Reproduce all of the lines below word for word, but leave out the pictures.

┄┄┄┄┄┄

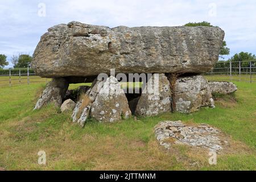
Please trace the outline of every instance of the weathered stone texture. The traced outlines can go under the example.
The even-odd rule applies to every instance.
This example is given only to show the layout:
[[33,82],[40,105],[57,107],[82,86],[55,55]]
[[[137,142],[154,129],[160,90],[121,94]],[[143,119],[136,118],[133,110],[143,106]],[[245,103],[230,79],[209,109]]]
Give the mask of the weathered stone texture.
[[71,99],[68,99],[64,101],[63,104],[60,106],[60,110],[61,113],[68,111],[72,111],[76,106],[76,102]]
[[203,76],[178,78],[174,91],[177,111],[187,114],[203,106],[214,107],[210,88]]
[[131,115],[128,101],[117,80],[110,76],[92,105],[90,115],[100,122],[113,122]]
[[142,90],[135,114],[151,116],[171,112],[171,97],[170,82],[167,77],[163,73],[154,74]]
[[45,77],[117,73],[204,73],[218,60],[224,32],[209,27],[118,27],[72,22],[48,29],[31,63]]
[[69,84],[65,78],[53,78],[52,81],[47,84],[34,109],[39,109],[49,102],[53,102],[56,106],[60,107],[68,85]]
[[166,148],[170,148],[171,144],[175,143],[208,148],[217,152],[222,150],[223,146],[228,144],[227,141],[222,140],[221,133],[218,130],[207,124],[189,126],[183,123],[181,121],[165,121],[155,126],[156,139]]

┄┄┄┄┄┄

| Result of the exercise |
Please trace the outline of every instance of the weathered stone texture. The traced outlines can go under the example.
The even-odd rule applies to every instance.
This example is given only to show the layout:
[[33,82],[40,105],[57,107],[82,86],[55,55]]
[[[137,142],[154,129],[160,90],[121,94]],[[143,119],[136,118],[133,110],[143,106]],[[245,103],[230,79],[209,109]]]
Give the mask of the weathered stone texture.
[[71,99],[68,99],[64,101],[63,104],[60,106],[60,110],[61,113],[68,111],[72,111],[76,106],[76,102]]
[[203,76],[178,78],[174,91],[177,111],[187,114],[203,106],[214,107],[210,88]]
[[131,115],[128,101],[117,80],[110,76],[92,105],[90,115],[100,122],[113,122]]
[[142,90],[135,114],[151,116],[171,112],[171,97],[170,82],[167,77],[163,73],[154,74]]
[[45,77],[117,73],[204,73],[218,60],[224,32],[209,27],[118,27],[72,22],[48,29],[31,63]]
[[69,84],[65,78],[53,78],[52,81],[47,84],[34,109],[39,109],[49,102],[53,102],[56,106],[60,107],[68,85]]
[[166,148],[170,148],[171,144],[175,143],[208,148],[217,152],[222,150],[223,146],[228,144],[227,141],[222,140],[221,133],[218,130],[207,124],[189,126],[183,123],[181,121],[165,121],[155,126],[156,139]]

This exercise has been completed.